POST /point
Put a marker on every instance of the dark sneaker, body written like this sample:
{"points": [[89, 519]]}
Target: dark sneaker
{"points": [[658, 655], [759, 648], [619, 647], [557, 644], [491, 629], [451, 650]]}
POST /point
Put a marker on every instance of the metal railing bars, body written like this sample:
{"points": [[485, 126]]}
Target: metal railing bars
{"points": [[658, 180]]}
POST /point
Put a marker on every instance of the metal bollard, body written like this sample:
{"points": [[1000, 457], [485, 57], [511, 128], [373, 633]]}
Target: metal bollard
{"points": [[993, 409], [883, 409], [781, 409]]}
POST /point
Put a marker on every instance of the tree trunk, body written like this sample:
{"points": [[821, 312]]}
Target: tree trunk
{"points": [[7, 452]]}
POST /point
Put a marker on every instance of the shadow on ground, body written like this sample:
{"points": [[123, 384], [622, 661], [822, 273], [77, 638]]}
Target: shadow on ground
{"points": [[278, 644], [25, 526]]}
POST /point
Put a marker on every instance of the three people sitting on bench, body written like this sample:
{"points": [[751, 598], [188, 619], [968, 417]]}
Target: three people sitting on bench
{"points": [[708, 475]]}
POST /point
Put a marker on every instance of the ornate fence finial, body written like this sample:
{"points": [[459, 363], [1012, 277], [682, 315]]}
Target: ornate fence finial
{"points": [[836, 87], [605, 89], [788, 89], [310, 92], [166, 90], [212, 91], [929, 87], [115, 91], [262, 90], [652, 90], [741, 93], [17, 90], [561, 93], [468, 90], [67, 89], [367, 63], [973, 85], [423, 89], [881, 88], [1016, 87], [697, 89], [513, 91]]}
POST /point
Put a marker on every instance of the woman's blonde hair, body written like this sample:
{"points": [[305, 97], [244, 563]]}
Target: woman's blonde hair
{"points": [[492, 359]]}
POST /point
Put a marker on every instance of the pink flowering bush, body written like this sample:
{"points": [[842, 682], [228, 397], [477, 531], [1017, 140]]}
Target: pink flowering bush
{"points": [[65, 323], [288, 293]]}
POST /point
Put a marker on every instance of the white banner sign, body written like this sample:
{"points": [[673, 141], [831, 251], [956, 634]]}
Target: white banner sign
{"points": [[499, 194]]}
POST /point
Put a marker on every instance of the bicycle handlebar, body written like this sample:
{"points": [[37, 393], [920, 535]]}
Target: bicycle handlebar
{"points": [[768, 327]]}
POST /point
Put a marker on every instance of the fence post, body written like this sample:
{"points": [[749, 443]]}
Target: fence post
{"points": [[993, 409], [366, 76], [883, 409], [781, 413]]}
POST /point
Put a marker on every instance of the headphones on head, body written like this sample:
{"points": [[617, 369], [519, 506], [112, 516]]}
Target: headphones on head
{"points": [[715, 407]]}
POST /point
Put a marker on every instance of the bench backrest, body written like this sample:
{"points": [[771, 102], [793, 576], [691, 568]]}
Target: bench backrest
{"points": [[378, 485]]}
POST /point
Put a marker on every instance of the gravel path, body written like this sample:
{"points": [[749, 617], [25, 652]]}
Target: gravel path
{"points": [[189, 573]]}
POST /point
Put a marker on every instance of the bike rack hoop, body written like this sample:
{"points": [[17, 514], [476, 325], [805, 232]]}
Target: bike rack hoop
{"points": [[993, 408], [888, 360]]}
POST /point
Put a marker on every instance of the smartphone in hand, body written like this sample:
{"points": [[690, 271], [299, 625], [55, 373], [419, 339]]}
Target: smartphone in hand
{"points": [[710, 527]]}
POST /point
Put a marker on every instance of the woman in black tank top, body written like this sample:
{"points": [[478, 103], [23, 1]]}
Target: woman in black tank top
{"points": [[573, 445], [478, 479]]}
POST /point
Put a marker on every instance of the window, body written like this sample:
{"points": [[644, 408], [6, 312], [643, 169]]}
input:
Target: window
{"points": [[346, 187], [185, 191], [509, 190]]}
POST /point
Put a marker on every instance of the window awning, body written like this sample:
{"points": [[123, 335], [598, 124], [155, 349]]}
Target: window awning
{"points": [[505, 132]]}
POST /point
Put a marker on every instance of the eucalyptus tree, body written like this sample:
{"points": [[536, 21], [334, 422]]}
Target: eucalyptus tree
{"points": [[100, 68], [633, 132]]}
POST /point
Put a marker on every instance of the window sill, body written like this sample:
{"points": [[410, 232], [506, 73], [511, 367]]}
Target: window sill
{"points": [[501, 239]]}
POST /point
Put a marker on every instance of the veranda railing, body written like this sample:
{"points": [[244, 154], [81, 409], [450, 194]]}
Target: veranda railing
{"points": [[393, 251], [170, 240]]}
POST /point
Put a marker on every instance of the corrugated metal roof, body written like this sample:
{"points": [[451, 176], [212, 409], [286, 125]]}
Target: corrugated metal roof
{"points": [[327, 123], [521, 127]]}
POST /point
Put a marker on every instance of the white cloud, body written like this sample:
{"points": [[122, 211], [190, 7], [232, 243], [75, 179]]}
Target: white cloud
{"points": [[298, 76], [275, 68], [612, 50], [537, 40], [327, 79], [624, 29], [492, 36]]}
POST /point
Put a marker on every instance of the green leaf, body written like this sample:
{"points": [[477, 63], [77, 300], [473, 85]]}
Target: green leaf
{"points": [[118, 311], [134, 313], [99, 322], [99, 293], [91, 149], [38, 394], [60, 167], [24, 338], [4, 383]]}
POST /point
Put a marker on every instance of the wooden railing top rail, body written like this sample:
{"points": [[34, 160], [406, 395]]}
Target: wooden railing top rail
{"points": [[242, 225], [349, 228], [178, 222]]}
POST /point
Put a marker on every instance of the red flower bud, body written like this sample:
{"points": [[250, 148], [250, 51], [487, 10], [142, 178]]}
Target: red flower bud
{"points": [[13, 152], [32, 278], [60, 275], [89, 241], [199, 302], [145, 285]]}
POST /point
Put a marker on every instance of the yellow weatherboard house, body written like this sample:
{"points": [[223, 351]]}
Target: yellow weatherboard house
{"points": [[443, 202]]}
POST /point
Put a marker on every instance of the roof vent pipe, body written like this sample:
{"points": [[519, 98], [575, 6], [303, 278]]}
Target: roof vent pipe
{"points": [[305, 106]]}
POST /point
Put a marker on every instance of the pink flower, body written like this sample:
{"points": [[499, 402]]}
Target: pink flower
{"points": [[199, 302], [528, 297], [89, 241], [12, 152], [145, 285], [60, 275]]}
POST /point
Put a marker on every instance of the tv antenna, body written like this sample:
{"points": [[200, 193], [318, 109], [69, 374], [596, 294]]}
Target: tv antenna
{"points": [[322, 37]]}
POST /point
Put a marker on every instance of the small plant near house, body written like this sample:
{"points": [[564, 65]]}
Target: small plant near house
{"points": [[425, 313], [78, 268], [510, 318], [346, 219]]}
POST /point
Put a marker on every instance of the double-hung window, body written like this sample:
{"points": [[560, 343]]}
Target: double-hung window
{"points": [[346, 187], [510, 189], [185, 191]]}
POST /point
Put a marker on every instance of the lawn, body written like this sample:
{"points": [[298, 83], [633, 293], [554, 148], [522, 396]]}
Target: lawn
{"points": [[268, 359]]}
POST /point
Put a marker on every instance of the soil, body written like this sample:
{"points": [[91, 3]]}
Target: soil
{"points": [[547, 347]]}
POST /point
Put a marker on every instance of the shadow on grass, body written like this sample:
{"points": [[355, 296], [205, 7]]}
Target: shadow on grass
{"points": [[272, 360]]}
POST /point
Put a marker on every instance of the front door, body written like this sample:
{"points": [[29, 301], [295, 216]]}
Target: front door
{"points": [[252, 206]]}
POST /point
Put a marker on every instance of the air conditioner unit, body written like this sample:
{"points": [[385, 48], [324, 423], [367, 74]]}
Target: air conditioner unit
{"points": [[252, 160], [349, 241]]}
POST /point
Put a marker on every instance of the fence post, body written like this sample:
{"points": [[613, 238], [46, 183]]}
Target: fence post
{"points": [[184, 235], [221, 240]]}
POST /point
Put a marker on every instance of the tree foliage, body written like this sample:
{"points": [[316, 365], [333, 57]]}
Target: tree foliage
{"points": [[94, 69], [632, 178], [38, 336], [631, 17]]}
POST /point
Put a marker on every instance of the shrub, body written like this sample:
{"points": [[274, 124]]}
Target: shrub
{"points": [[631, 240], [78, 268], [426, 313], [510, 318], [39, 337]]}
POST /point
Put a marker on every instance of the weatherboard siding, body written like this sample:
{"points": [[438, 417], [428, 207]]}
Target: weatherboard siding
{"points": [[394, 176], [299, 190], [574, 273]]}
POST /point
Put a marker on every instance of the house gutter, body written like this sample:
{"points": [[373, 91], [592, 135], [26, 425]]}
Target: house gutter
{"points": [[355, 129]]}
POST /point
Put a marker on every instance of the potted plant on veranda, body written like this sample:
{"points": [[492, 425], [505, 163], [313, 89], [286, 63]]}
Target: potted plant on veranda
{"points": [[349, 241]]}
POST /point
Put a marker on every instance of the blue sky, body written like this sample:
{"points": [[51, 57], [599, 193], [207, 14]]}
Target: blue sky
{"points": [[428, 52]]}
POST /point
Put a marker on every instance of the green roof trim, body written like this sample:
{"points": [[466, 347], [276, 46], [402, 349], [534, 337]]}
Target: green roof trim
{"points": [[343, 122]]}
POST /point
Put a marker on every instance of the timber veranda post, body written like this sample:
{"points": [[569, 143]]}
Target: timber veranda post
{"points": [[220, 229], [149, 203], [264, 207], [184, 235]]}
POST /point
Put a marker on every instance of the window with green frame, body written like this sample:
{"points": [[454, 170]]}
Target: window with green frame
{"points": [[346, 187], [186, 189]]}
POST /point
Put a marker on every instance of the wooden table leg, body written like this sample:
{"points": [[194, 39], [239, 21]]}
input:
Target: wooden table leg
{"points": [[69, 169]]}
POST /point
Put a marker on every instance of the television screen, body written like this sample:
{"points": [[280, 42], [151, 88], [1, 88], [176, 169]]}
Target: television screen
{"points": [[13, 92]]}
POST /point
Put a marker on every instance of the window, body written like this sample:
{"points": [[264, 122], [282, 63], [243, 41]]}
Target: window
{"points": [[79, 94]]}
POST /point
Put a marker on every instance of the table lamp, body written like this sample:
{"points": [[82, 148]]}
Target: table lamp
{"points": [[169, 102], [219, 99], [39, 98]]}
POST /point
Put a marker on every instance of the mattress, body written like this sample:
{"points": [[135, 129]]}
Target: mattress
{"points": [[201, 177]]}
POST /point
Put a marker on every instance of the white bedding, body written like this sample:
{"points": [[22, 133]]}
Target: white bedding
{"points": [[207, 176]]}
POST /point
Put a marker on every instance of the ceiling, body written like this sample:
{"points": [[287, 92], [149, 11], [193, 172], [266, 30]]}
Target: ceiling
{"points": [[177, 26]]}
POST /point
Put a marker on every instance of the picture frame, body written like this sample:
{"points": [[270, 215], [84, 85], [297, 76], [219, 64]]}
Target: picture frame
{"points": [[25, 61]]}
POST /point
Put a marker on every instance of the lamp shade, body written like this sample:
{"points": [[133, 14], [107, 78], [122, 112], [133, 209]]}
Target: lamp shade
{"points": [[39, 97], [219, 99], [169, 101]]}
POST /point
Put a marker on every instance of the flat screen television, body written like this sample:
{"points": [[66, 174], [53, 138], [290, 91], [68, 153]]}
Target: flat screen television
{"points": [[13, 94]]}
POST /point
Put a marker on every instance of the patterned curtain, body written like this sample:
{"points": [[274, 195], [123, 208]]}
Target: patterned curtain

###

• Problem description
Locate each line in the records that includes the string "hung" and copy those lines out in full.

• The output
Put a marker on every instance of the double-hung window, body written like this sample:
Target: double-hung window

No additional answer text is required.